Our continued success in 2019 and the strength early in 2020 is a direct result of all of their hard work and we look forward to building on the success in 2020 and beyond, as Noodles reaches its tremendous growth potential. Victor, please open the lines for Q&A..
Thank you. [Operator Instructions]. And our first question will come from the line of Jake Bartlett from SunTrust. You may begin..
Great. Thanks for taking the questions. My first questions were about the same-store sales and understanding the cadence in the fourth quarter and then also on quarter-to-date. You did – it sounds like your sales momentum is strong currently, but it was below the low end of the range for 2019.
So I just wanted to understand what happened as you kind of – as you turned on to marketing again after the rewards program, whether that was later than you expected, any other kind of factors that might have caused the slight miss in the fourth quarter?.
Sure. Thanks, Jake. It’s a great question. And so with same-store sales, during the last earnings call, we had talked about how they were positive leading up to that earnings call thus far in Q4. We anticipated that they would accelerate during the back half of the year.
They absolutely did so and particularly strengthen kind of week-in, week-out and got stronger and stronger as the quarter went on. Then the same thing has happened thus far in 2020.

### What you should do
Copy the entire earnings call excerpt above word for word. Rely only on the earnings call excerpt.

### Dataset extract
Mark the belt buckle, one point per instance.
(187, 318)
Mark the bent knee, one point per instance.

### The output
Our continued success in 2019 and the strength early in 2020 is a direct result of all of their hard work and we look forward to building on the success in 2020 and beyond, as Noodles reaches its tremendous growth potential. Victor, please open the lines for Q&A..
Thank you. [Operator Instructions]. And our first question will come from the line of Jake Bartlett from SunTrust. You may begin..
Great. Thanks for taking the questions. My first questions were about the same-store sales and understanding the cadence in the fourth quarter and then also on quarter-to-date. You did – it sounds like your sales momentum is strong currently, but it was below the low end of the range for 2019.
So I just wanted to understand what happened as you kind of – as you turned on to marketing again after the rewards program, whether that was later than you expected, any other kind of factors that might have caused the slight miss in the fourth quarter?.
Sure. Thanks, Jake. It’s a great question. And so with same-store sales, during the last earnings call, we had talked about how they were positive leading up to that earnings call thus far in Q4. We anticipated that they would accelerate during the back half of the year.
They absolutely did so and particularly strengthen kind of week-in, week-out and got stronger and stronger as the quarter went on. Then the same thing has happened thus far in 2020.